» Instruction
In the records below, copy everything from the line containing "like x=50, y=95." down to the line containing "x=248, y=19", both included, reproducing each line without any change.

## BEGIN

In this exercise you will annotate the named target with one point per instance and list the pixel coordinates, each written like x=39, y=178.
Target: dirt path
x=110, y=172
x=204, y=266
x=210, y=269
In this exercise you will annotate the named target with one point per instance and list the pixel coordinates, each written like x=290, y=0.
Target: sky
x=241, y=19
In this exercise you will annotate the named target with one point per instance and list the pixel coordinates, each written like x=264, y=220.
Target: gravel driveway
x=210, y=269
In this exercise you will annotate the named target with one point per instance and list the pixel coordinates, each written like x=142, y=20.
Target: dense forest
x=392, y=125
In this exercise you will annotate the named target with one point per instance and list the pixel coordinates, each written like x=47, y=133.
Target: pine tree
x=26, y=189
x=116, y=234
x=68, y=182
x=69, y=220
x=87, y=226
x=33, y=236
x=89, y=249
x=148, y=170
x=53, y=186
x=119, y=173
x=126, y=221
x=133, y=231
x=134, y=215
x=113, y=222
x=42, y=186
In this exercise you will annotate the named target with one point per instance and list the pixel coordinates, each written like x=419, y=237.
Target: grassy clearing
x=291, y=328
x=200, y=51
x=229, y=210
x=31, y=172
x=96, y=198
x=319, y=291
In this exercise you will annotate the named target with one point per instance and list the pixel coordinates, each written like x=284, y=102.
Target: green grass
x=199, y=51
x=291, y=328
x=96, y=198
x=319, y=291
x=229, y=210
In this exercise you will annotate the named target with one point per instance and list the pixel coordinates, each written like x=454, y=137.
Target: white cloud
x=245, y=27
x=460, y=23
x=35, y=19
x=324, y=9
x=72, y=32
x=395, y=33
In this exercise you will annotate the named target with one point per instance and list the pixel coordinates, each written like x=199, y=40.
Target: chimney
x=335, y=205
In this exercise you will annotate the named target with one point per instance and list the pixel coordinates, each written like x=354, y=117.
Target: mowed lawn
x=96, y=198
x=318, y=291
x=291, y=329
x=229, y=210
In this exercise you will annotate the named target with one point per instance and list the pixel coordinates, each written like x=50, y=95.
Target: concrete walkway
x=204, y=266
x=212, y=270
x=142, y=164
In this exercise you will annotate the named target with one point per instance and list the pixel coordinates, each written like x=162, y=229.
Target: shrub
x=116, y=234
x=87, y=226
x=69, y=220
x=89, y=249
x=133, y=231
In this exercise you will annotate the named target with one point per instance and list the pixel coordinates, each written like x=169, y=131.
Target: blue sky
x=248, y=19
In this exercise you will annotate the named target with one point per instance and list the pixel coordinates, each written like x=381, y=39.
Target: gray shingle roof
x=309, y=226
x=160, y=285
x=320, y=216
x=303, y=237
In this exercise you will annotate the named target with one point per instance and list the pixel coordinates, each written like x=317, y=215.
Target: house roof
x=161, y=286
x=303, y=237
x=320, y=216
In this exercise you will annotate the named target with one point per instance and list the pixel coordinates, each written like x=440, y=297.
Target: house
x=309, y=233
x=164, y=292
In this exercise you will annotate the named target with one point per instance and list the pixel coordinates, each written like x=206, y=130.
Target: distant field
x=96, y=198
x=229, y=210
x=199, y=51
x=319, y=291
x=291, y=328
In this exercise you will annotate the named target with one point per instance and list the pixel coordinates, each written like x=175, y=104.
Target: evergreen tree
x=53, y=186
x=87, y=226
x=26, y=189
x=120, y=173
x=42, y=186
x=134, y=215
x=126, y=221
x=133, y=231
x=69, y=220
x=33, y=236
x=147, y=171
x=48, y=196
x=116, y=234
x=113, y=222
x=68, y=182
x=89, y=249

## END

» Output of the exercise
In this exercise you will annotate the named target with one point per instance and list the pixel coordinates, each written like x=50, y=95.
Target: concrete walkway
x=204, y=266
x=212, y=270
x=142, y=164
In this exercise you will annotate the named target with one point per instance and list the pixel coordinates, each written like x=162, y=229.
Target: shrub
x=116, y=234
x=87, y=226
x=69, y=220
x=89, y=249
x=133, y=231
In this exercise you will annotate the named target with one point per instance and list the pixel coordinates, each written like x=169, y=131.
Target: blue sky
x=248, y=19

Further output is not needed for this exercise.